GIVEN RECORDS:

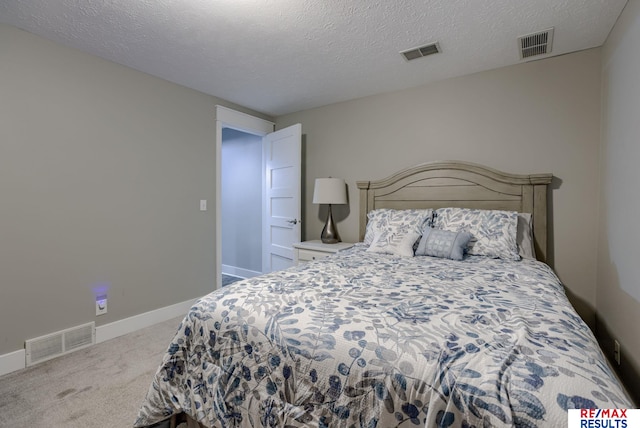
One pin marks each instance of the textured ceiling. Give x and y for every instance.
(281, 56)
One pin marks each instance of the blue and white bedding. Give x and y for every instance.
(374, 340)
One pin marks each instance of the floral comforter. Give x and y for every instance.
(373, 340)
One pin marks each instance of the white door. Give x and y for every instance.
(283, 181)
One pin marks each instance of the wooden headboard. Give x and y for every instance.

STATED TASK: Reproduce the entries starting at the line that contains "One pin marks each instance of the white" and ending at the last entry, with "wooden headboard" replaced by "wooden bed frame" and everything else left unchanged.

RESULT OF THIS EXERCISE:
One pin marks each instance of the white door. Give x and y for every instance.
(283, 181)
One pin marks each instance of the wooden bed frame. Give x and y for every instance.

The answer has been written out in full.